==== VORLIEGENDER TEXT

Die Erkenntnisse aus dieser und ähnlichen Studien nutzen heute nicht nur Casinos, sondern auch Kaufhäuser, Flughäfen und Gastronomiebetriebe. Welche Aromen im Detail verwendet werden, scheint jedoch ein Industrie-Geheimnis zu sein.

Schließlich sollen Konsumenten natürlich nicht wissen, wann, wo und wie sie subtil manipuliert werden, um mehr Geld auszugeben.

Online-Casinos benötigen andere Tricks

Was in den landbasierten Casinos, Spielhallen und auch Wettbüros so hervorragend funktioniert, ist jedoch nicht unbedingt auf das Online-Glücksspiel anwendbar. Ob es eines Tages Computer geben wird, die die passenden Aromen freisetzen, wenn Sie Online-Roulette spielen, bleibt fraglich.

NetEnt Slot Parthenon

In Online-Casinos sollen die Spiele selbst den Spieler in ihren Bann ziehen (Bildquelle: NetEnt)

Online-Casinos müssen sich daher anderer Tricks bedienen als ihre landbasierten Vorgänger. Da die Betreiber keinerlei Einfluss auf die Umgebung haben können, in der sich der Online-Spieler befindet, muss das Online-Casino selbst die Spieler in seinen Bann ziehen.

Totaler Fokus auf das Spiel

Wichtig ist zum Beispiel der Verzicht auf visuelle Ablenkung. Wenn Sie auf dem PC oder Smartphone einen Online-Slot spielen, füllt dieser in der Regel den gesamten Bildschirm aus. Dort, wo das nicht der Fall ist, wird auf ablenkende Einblendungen am Rand, wie Informationen oder Werbung, verzichtet.

========
==== BEREITGESTELLTE EINTRÄGE

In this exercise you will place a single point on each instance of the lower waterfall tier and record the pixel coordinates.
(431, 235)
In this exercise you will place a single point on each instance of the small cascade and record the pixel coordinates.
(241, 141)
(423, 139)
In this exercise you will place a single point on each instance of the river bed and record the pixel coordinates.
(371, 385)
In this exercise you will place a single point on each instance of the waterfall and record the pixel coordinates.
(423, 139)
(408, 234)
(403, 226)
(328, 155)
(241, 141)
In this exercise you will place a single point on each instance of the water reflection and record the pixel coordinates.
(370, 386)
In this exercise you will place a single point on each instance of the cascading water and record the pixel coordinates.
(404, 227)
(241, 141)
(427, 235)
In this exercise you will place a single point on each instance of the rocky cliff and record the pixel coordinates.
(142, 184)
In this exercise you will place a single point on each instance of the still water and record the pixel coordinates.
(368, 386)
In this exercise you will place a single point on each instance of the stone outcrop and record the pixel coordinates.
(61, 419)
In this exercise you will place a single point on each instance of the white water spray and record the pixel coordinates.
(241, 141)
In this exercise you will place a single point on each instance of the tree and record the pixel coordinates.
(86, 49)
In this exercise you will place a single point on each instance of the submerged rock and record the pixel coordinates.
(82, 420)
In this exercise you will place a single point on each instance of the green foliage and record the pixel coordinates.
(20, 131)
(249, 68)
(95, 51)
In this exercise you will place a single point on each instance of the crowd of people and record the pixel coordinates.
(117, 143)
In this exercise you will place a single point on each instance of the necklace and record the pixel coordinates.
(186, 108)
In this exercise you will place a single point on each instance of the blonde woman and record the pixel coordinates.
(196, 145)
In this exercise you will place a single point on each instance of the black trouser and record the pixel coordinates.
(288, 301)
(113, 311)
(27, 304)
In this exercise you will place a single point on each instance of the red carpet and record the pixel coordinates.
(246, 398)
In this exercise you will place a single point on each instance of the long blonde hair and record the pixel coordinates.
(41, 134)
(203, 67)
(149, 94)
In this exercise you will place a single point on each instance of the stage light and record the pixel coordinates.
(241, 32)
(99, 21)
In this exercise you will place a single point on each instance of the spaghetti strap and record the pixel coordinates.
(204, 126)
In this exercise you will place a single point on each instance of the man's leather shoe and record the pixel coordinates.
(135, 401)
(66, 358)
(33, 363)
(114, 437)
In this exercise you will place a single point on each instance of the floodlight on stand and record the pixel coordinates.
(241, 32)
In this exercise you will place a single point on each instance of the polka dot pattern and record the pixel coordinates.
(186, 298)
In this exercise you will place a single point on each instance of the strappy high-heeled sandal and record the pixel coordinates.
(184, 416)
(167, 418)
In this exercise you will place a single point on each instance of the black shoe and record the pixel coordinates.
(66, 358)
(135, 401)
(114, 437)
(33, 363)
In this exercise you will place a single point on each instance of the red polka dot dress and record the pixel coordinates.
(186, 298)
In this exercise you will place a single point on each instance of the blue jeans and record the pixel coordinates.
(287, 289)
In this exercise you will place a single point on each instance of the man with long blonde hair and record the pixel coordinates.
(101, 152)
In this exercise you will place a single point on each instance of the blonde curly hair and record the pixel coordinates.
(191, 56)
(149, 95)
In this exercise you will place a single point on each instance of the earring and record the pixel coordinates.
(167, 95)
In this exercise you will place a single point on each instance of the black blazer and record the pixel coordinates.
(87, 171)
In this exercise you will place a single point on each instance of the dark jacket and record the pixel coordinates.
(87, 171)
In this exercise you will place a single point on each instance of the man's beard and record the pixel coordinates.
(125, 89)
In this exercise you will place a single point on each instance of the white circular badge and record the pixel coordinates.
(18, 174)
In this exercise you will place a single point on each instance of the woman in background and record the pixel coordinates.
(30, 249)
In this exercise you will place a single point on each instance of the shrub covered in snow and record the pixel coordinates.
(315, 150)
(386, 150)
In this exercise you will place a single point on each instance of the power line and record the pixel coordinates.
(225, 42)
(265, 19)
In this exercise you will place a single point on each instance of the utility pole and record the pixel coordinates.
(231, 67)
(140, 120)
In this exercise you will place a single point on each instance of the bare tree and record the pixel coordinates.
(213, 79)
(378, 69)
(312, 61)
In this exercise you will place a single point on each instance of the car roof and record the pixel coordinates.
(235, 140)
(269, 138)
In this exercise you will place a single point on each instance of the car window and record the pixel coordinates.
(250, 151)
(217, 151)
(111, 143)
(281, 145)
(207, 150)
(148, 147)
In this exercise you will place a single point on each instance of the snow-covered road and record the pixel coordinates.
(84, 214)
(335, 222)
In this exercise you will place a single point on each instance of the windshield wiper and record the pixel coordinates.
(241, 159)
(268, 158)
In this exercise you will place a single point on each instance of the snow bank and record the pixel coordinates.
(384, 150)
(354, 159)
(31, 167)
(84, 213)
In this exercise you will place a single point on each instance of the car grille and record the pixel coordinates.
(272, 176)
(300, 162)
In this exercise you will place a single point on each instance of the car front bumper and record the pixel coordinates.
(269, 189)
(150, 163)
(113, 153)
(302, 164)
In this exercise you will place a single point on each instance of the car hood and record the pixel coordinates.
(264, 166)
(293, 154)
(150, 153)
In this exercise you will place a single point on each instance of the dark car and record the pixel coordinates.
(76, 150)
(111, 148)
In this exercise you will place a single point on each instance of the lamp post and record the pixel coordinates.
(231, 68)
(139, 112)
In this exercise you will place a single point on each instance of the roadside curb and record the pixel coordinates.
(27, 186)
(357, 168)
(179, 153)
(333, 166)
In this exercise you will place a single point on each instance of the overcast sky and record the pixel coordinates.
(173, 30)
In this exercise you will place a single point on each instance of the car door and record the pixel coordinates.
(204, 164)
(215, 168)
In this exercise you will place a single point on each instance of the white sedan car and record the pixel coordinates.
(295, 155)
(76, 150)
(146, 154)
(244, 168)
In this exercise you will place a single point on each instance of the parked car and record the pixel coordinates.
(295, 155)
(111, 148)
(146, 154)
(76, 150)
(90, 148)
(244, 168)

========

AUFGABE
Schreib den Abschnitt des Textes über Online-Casinos zwischen "Totaler Fokus auf" und "oder Werbung, verzichtet.", beide einschließlich, noch einmal ab und tausche dabei "Smartphone" gegen "Tablet".

LÖSUNG
Totaler Fokus auf das Spiel

Wichtig ist zum Beispiel der Verzicht auf visuelle Ablenkung. Wenn Sie auf dem PC oder Tablet einen Online-Slot spielen, füllt dieser in der Regel den gesamten Bildschirm aus. Dort, wo das nicht der Fall ist, wird auf ablenkende Einblendungen am Rand, wie Informationen oder Werbung, verzichtet.